Finally a mold is generated from the replica in wax. This mold receives several layers of silicone. Each layer is pigmented to make colors compatible with the patient's skin. At the end of the process the prosthesis is obtained and can be adapted directly on the face of the patient (first column on the right).

A little of history

The doctors Prof. Dr. Luciano Dib, MSc. Rodrigo Salazar and MAMS. Rose Mary Seelaus are members of the Latin American Society of Buccomaxillofacial Rehabilitation. Among the activities developed by the society is the biannual event, where the members selected speakers who would speak at the event. In the April 2014 event, one of these invited speakers was MAMS. Rosemary Seelaus (anaplastologist), a specialist in facial prostheses for humans for almost 20 years.

At this event In early 2014, during one of the congresses organized by the association, Dr. Dib instigated Dr. Salazar to do a master's degree, of which he would be the advisor. Both were interested in the sophisticated techniques of Rose Mary Seelaus and intended to approach her in the studies, but they found a barrier, because at that time the prostheses were made with high operating costs, making it difficult to apply in Latin American public hospitals like Brazil.

## Tasks:
A) According to the text on facial prostheses, for how long had Rosemary Seelaus been a specialist in facial prostheses for humans?
B) Go on with the text on facial prostheses from the point where it stops.

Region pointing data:
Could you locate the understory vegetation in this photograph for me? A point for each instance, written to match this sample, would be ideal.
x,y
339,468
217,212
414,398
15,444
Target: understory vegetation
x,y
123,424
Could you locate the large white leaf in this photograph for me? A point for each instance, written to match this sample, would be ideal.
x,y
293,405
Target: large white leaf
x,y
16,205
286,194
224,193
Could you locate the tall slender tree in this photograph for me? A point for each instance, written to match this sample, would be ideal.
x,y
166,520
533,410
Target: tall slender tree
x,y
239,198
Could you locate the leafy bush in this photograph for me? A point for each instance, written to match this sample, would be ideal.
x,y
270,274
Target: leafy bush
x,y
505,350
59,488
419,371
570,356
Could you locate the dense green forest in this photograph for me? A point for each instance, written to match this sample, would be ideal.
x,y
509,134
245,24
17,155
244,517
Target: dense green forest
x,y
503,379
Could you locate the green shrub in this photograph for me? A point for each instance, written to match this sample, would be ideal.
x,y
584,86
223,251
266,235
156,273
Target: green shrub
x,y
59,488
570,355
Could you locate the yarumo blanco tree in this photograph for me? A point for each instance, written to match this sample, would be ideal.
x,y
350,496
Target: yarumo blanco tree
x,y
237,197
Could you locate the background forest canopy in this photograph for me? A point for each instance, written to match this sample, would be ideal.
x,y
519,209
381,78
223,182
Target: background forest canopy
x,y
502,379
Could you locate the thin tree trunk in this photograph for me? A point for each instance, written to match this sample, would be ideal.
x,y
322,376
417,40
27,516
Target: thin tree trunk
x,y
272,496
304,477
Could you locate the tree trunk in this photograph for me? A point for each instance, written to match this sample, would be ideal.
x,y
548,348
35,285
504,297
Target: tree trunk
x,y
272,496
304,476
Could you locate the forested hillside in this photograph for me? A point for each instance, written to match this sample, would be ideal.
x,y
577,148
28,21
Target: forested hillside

## Answers provided:
A) Almost 20 years.

B)
The specialists then approached Dr. Seelaus, inquiring her whether it would be possible to assist them in adapting the technique to the Brazilian reality, reducing costs and, in the face of this, popularizing it to be used by the greatest number of Health professionals, thus benefiting those people who would not have access through the classical methodology, because its high cost.

Rodrigo Salazar, Rosemary Seelaus, Jorge Vicente Lopes da Silva e Luciano Dib at DT3D of CTI Renato Archer, Campinas-SP

Dr. Salazar began his master's studies in 2015. In March of that year, after preliminary studies on photogrammetry (3D digitalization by photos), via the online 123D Catch solution, the researchers sought the CTI Renato Archer (ProMED), to helping them to carry out the project to create a low-cost facial prosthesis.

During that time, CTI/ProMED not only supported the project with the necessary 3D printing (tests and final versions), but also helped in the training of the team members, through specific guidelines and necessary for the evolution of technology, always with the support from the head of the DT3D sector, Dr. Jorge Vicente Lopes da Silva.

In December of 2015 the article about the initial methodology was written and sent for publication (which occurred in May 2016).

The researchers were successful because the technique developed by them matched the classical technology in the results, but the cost has declined considerably.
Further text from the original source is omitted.